→ PROMPT: Before the records: copy out word for word the lines starting at the one that contains "the cab roof." and ending at the one that contains "(588, 1187)", including both. Leave the pictures out of your copy.

→ TASK DATA:

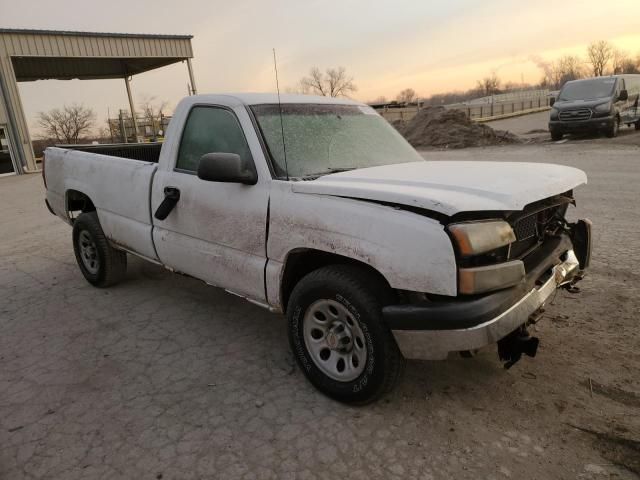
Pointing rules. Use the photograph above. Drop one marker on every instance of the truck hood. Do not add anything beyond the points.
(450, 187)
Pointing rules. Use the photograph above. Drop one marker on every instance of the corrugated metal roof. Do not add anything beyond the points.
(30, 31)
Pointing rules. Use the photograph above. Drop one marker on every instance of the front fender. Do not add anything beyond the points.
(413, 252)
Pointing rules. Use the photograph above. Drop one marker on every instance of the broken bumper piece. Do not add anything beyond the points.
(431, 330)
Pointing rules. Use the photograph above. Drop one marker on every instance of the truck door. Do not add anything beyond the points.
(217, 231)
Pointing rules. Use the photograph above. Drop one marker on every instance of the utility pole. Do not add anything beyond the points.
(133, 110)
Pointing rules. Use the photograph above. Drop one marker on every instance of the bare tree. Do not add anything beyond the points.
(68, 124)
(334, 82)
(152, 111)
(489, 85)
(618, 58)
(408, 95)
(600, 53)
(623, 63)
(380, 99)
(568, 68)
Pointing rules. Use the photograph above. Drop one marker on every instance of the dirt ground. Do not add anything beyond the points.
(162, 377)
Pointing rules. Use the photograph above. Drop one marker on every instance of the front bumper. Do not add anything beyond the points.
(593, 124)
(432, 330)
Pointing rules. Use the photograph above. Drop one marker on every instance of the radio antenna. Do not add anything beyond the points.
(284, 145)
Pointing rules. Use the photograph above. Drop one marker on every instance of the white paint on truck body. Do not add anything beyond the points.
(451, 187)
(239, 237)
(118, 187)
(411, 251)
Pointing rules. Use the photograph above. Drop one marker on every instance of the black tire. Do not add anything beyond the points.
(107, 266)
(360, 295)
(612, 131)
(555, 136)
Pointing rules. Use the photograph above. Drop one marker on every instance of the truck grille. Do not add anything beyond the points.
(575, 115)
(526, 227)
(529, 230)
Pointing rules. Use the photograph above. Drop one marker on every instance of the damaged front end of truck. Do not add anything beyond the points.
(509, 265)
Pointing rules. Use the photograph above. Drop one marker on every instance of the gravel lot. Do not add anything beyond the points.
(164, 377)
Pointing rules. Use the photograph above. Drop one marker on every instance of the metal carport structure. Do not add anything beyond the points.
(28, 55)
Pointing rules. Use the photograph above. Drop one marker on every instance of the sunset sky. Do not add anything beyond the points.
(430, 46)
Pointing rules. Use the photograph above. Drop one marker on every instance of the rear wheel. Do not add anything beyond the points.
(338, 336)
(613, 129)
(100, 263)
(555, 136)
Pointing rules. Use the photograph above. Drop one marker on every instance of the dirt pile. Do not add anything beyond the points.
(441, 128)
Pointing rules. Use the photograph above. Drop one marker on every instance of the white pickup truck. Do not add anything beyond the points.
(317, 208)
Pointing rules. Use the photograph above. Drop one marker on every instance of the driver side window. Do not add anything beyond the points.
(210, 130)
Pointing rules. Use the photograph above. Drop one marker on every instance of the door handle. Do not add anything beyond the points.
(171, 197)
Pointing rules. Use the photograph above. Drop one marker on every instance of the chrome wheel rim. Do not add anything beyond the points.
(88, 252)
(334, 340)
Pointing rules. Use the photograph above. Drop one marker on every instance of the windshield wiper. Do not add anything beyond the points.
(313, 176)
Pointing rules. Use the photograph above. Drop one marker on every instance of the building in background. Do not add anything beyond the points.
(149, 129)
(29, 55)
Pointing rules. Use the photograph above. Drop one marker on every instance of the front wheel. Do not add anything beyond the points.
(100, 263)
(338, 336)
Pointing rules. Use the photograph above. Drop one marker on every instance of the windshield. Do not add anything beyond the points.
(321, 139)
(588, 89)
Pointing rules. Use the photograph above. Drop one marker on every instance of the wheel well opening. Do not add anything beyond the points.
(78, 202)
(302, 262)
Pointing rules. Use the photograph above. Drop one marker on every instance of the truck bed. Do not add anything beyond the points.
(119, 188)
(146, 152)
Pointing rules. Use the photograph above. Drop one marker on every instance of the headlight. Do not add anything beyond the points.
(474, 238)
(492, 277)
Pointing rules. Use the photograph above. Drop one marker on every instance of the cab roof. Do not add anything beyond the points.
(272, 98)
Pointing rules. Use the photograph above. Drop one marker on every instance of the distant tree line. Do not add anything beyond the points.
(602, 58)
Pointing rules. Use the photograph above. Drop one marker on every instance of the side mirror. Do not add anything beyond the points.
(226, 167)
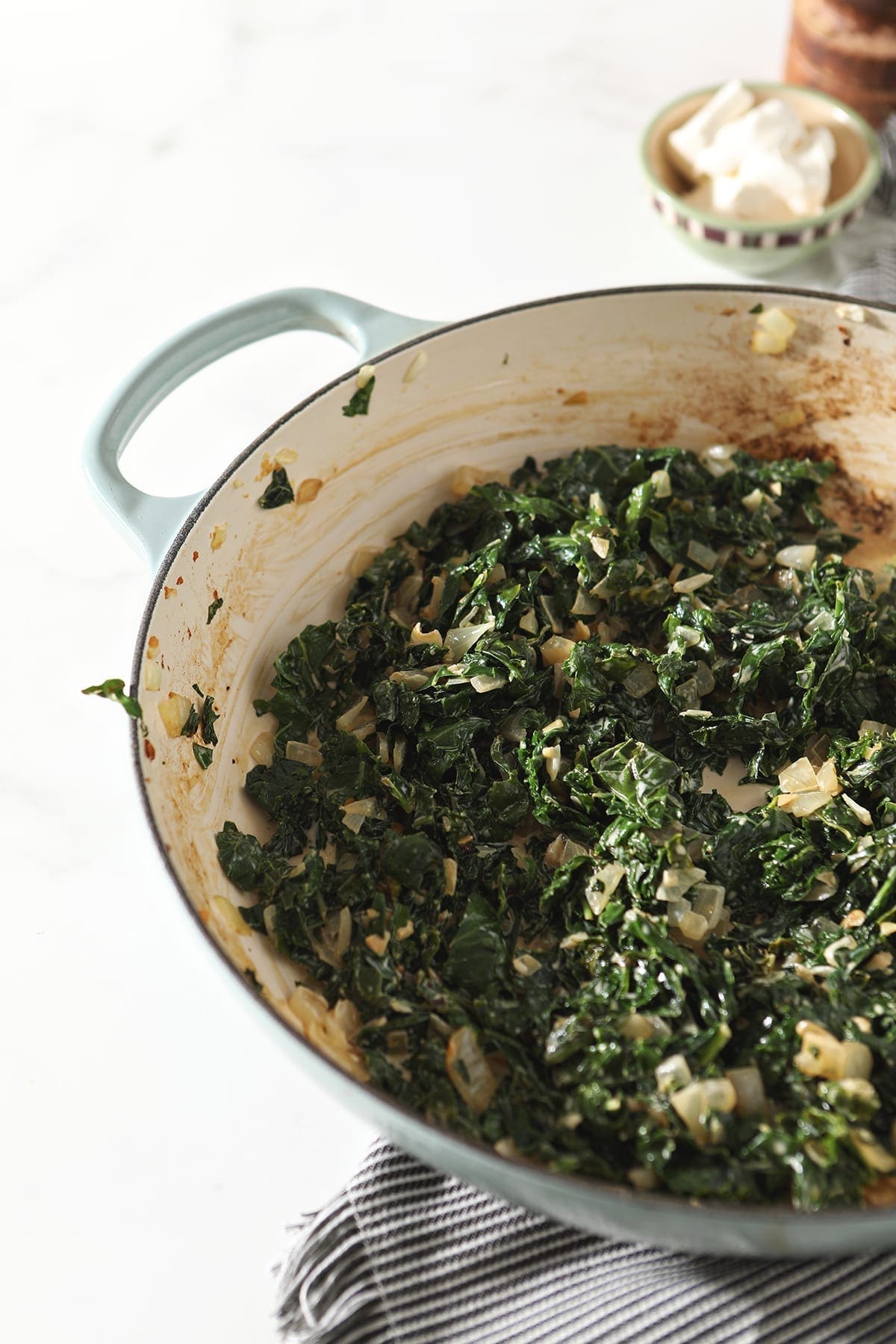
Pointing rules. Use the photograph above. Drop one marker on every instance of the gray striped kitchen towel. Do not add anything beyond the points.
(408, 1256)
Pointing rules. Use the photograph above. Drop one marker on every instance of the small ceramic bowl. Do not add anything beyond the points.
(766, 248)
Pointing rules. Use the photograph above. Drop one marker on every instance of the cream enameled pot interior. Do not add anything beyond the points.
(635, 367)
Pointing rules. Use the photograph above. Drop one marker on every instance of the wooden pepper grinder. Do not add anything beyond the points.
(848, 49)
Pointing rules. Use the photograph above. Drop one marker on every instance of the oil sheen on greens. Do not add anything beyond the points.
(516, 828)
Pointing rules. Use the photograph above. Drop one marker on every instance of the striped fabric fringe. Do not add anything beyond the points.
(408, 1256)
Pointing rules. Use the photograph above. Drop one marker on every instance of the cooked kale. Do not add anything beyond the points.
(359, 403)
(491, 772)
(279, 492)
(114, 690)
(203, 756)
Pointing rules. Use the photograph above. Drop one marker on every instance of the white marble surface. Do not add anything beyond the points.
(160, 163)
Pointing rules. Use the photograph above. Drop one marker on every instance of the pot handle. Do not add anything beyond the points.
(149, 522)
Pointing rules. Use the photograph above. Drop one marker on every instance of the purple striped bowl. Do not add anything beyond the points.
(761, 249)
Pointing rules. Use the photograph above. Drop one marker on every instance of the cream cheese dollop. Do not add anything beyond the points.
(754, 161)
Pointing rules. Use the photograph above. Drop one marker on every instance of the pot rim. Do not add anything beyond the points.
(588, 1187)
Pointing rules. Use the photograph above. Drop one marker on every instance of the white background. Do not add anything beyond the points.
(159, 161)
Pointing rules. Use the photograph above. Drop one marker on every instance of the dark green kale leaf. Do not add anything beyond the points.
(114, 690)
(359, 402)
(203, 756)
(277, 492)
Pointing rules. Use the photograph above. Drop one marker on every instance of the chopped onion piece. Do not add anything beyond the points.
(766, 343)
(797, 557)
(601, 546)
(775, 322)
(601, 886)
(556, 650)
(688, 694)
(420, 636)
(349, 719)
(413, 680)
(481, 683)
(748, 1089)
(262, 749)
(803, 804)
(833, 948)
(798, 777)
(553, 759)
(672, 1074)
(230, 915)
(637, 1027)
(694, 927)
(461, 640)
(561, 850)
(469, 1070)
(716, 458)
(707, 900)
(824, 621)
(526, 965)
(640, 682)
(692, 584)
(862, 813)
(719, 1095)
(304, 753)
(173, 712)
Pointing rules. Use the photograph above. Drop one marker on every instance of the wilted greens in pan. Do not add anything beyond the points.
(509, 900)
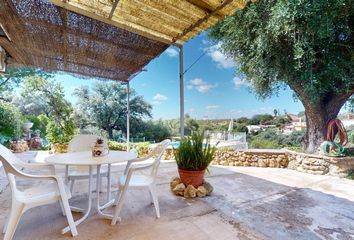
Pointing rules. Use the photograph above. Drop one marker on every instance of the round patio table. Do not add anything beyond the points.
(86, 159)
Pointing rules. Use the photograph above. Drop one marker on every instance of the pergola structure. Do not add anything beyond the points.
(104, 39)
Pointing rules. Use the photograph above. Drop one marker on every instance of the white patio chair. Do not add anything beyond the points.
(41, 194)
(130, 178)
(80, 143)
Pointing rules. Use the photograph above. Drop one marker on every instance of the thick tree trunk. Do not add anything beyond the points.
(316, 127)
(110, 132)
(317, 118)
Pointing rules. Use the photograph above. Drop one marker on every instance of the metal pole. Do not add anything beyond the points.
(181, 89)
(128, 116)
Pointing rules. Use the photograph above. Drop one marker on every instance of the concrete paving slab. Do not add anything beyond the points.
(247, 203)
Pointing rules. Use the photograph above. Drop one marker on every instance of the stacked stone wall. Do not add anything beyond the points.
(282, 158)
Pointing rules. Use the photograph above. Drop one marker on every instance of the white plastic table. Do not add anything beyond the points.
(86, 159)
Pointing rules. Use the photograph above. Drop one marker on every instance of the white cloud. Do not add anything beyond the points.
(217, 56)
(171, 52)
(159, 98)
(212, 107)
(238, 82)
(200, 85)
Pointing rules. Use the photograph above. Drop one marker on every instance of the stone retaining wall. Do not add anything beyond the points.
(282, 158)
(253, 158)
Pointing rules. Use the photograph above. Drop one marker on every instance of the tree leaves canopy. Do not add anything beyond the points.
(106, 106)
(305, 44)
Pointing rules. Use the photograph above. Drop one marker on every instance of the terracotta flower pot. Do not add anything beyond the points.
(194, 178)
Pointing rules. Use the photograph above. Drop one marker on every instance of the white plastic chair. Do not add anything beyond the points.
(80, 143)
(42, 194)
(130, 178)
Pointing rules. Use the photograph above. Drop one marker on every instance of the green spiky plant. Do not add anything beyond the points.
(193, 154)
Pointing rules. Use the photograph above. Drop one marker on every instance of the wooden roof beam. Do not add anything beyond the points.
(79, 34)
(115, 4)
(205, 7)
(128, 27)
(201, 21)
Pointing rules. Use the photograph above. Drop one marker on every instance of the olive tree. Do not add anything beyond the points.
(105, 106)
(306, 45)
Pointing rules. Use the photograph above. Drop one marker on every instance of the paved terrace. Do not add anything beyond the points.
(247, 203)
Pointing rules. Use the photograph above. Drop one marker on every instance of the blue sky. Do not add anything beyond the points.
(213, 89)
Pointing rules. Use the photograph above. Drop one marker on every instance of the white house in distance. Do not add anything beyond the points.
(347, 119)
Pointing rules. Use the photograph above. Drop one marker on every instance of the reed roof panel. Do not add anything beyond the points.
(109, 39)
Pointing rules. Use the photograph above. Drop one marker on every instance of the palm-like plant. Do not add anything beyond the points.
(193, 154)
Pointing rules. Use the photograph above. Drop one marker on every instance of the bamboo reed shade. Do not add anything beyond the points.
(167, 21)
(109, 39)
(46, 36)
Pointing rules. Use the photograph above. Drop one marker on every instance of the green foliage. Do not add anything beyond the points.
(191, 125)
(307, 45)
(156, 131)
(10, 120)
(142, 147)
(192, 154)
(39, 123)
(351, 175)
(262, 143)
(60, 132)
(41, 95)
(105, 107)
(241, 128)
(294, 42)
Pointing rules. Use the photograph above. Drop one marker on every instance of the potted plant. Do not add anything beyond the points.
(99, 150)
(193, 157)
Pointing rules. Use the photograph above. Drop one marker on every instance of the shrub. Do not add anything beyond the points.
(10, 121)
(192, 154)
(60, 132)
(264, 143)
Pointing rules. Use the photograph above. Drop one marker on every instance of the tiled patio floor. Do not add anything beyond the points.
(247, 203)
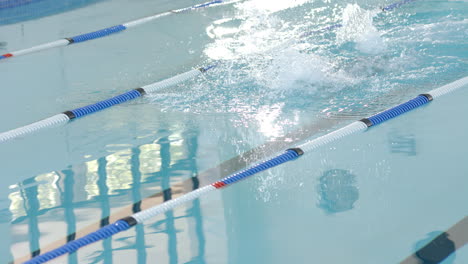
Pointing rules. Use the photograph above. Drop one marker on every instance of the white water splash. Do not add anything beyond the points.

→ THE SOLUTION:
Pointing rules. Use the photograph above. Drop one marker on every instance of the cab roof. Do not add anything beyond the points.
(272, 98)
Pointing rules. Use the photograph above. Drop one marker on every instance of the distant tree line. Do not add anything beyond the points.
(602, 58)
Pointing rules. Use the photograph above. Drop one marker on every instance of the side mirror. Do not add anything beyond the points.
(226, 167)
Pointing rules. Use the photograph above. Drop one marker on every instance of the gray striped kitchen towel. Do not add anything beyond the points.
(408, 1256)
Pointing rules. Use the photograph above. Drop one marker on every instance of the small ceramic bowl. Do not add anything beyond the points.
(766, 248)
Pointing rules. Use the photograph above. Drop one marker on every instance of the cream enameled pot interior. Do not add anything beyond the points.
(635, 367)
Pointing rules. Use the photograph above. Drop one marker on every instance of the wooden pepper grinder. Do not add anything beyond the points.
(848, 49)
Pointing rules. Use the photograph above. Drop one marker on every instance of the oil sheen on greens. Do not add anything beyond the points.
(516, 828)
Pointing rules. Use the photograph above. Drop one marker on every instance of the striped fabric fringe. Do not add anything beyond the points.
(408, 1256)
Pointing rules. Use the photograph above. Drop one marker on every instance of the cooked kale. Do not add anything beyond the points.
(359, 403)
(491, 772)
(279, 492)
(114, 690)
(203, 756)
Pointing rules. Use the photograph above. Drop one marker on every instance of the white marble surface. Do not add anything beyond the points.
(160, 163)
Pointing rules. Use the photograph above. Drop one marker on every instance of the pot handle. Do not add anything beyond the points.
(149, 522)
Pointing rules. Use the photograph above. Drop one marker on every instance of the purple striped bowl. Do not add anything beyond the points.
(761, 249)
Pointing rules. Use the photograph above. Drop one marker on every instance of the cream cheese dollop. Do not add anything beyond the points.
(754, 161)
Pointing rules. Use the photograph above. Drop one marker on every instance of the pot rim. Do not add anything beyond the points.
(588, 1187)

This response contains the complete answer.